### What to do:
All of the records listed below should be retyped exactly.

### Data supplied:
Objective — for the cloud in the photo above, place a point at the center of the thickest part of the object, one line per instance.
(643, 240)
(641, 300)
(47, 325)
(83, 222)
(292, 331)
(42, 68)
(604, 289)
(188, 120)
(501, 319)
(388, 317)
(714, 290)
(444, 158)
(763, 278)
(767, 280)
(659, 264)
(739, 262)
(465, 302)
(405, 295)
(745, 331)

### Output for this exercise:
Objective — for the cloud in the photo above, place a point at the center of the thickest part of the object, one line per instance.
(643, 240)
(641, 300)
(47, 325)
(83, 222)
(292, 331)
(42, 68)
(604, 289)
(188, 120)
(501, 319)
(388, 317)
(714, 290)
(444, 158)
(763, 278)
(767, 280)
(659, 264)
(739, 262)
(465, 302)
(405, 295)
(745, 331)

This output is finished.